(Dataset records)

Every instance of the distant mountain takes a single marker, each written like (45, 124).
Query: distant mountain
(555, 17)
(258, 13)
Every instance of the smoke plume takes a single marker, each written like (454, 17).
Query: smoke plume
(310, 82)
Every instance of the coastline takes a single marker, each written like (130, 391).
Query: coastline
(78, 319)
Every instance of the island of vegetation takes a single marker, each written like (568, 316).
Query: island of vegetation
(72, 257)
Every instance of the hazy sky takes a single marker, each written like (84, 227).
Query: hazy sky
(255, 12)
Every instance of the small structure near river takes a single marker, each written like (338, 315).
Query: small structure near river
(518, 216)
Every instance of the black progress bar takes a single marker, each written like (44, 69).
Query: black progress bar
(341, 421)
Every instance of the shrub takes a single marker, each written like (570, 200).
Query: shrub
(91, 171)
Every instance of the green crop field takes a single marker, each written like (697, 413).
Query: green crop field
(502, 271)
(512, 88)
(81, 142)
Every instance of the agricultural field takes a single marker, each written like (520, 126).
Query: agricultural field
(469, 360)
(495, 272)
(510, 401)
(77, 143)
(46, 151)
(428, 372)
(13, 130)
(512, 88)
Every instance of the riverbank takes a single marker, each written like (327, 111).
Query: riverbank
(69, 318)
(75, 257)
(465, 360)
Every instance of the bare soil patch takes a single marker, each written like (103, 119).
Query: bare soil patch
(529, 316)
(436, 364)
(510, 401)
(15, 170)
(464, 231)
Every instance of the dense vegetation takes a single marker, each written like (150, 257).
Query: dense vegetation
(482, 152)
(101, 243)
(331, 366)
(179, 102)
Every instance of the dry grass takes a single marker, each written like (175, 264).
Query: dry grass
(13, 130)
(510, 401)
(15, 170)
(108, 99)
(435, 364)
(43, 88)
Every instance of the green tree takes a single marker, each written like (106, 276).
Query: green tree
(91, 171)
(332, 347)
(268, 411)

* Exercise details
Above are the entries. Output exactly the lines beginning with the line that has "Query: smoke plume" and ending with the line that has "Every instance of the bare".

* Solution
Query: smoke plume
(310, 82)
Every instance of the coastline takes a single marker, each written like (130, 391).
Query: coastline
(78, 319)
Every instance of the island of vegetation takes a single marker, each written like (568, 316).
Query: island of vegetation
(72, 257)
Every instance of the hazy sky takes a single marker, each written like (84, 227).
Query: hazy sky
(255, 12)
Every instance of the small structure near river takes a single marker, each written like (338, 315).
Query: small structure near river
(518, 216)
Every instance of the black progress bar takes a single marker, each written like (44, 69).
Query: black progress bar
(341, 421)
Every instance of the shrub takes a single marker, each written like (570, 200).
Query: shrub
(91, 171)
Every instance of the green crop field takes a single marker, each written like (697, 413).
Query: green crop field
(502, 271)
(512, 88)
(81, 142)
Every instance of the agricultural field takes a single marker, each written like (520, 126).
Query: agricultural field
(469, 360)
(495, 272)
(510, 401)
(77, 143)
(46, 151)
(428, 372)
(13, 130)
(512, 88)
Every instance of the riverbank takes a single marker, each written like (327, 111).
Query: riverbank
(69, 318)
(75, 257)
(465, 360)
Every instance of the bare soil patch takes a single marker, each written like (103, 119).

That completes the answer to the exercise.